Given problem:
Gather every line in the records below that contains the word "pixel", treating uppercase and lowercase letters as different.

Extracted data:
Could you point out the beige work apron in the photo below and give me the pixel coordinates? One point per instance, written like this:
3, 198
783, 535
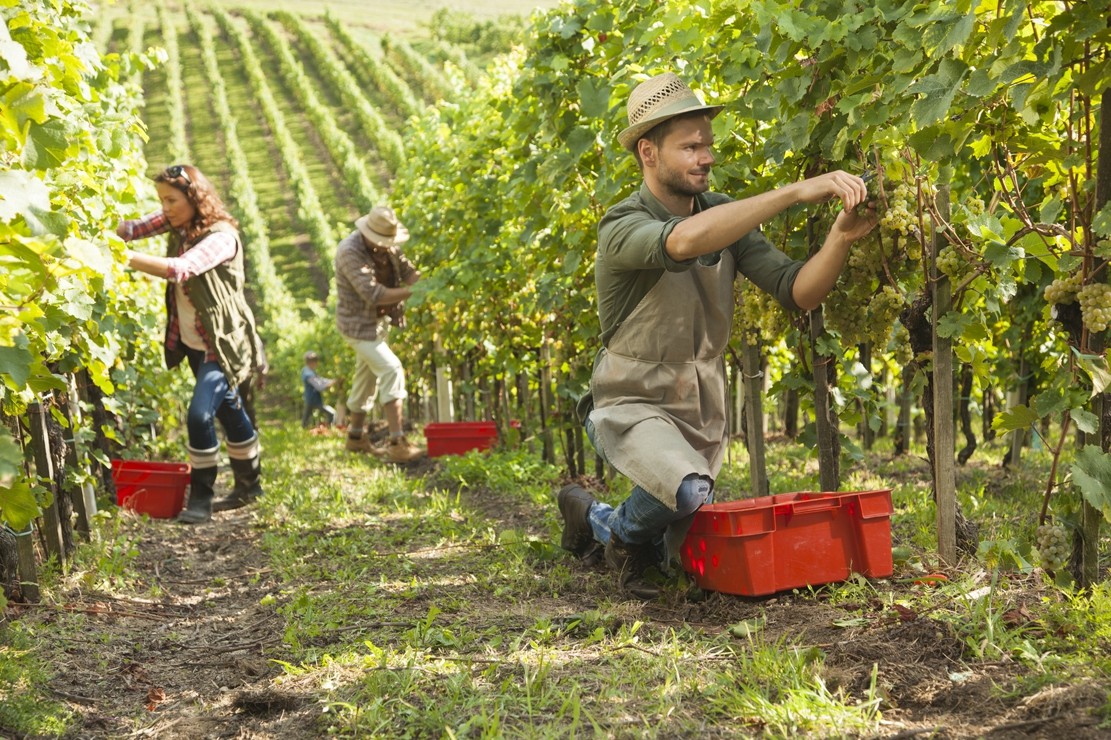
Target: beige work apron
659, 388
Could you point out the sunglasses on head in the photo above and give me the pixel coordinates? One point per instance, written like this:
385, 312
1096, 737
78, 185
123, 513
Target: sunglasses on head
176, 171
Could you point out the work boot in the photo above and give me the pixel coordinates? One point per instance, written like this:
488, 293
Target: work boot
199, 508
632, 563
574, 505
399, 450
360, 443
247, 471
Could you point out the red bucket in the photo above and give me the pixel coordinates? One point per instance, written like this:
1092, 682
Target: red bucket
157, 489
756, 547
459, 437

* * *

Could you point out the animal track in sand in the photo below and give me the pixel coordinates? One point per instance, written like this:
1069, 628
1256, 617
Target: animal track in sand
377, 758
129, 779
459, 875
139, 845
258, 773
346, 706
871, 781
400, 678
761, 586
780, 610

Complete response:
Could you point out the beige work apron in the photo below and give me the pixel coordinates? One point per instance, written like this:
Could you point out the sunglasses on head in the photo above and give me the pixel coordinates? One point per instance, written like this:
Could you point out the work boot in the photo above and give me the pixel coordinates? One point per instance, written like this:
Could you point out the red bucket in the photo above and give me the pixel coordinates? One point per instance, written like this:
Could you point out the animal track in sand in the photo below and give me the pixel coordinates? One point per instance, written like this:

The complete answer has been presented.